Stated goal: Reproduce the material below line for line, without altering any text, and omit the pictures from your output.

Entries supplied:
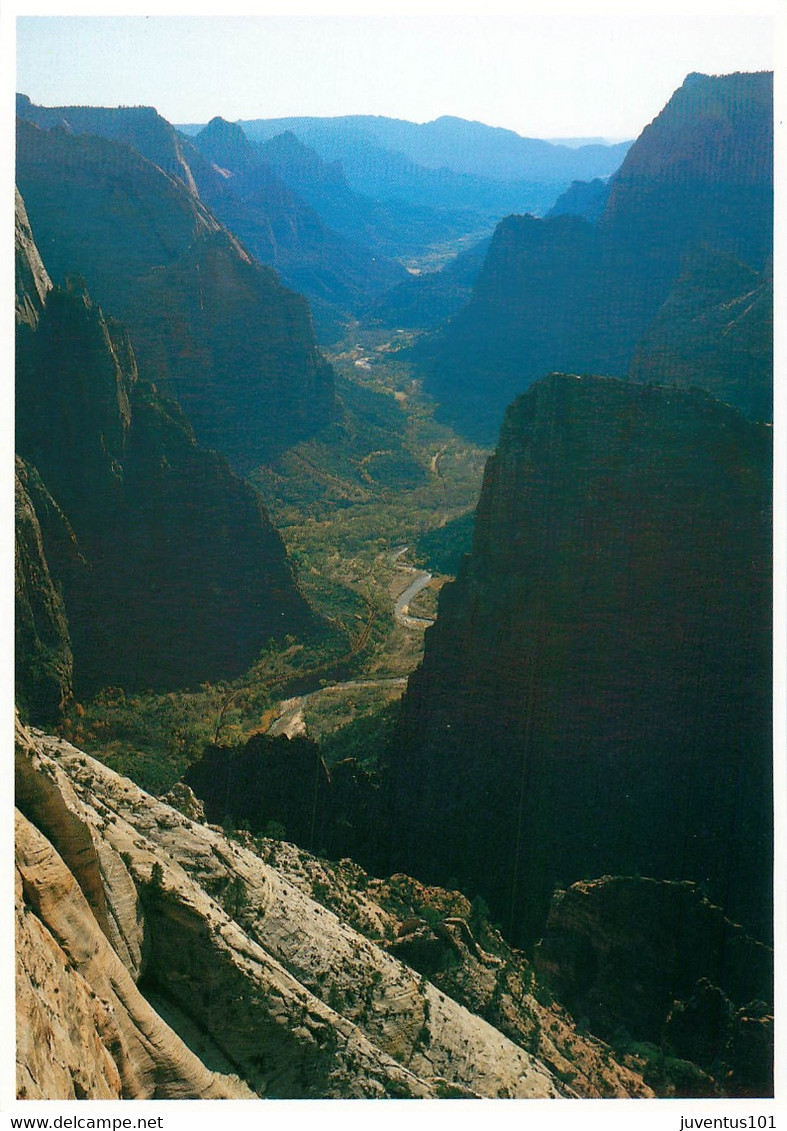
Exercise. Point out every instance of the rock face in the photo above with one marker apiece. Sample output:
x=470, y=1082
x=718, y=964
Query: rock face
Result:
x=578, y=295
x=179, y=938
x=595, y=694
x=338, y=273
x=170, y=569
x=715, y=331
x=44, y=662
x=245, y=192
x=660, y=961
x=213, y=328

Task output:
Exercise. Point out every instance of the rock face in the photo above with one marker apiece. Sample output:
x=470, y=1082
x=718, y=964
Query: rock face
Result:
x=578, y=295
x=179, y=938
x=595, y=694
x=338, y=273
x=170, y=569
x=715, y=331
x=44, y=662
x=245, y=192
x=660, y=961
x=213, y=328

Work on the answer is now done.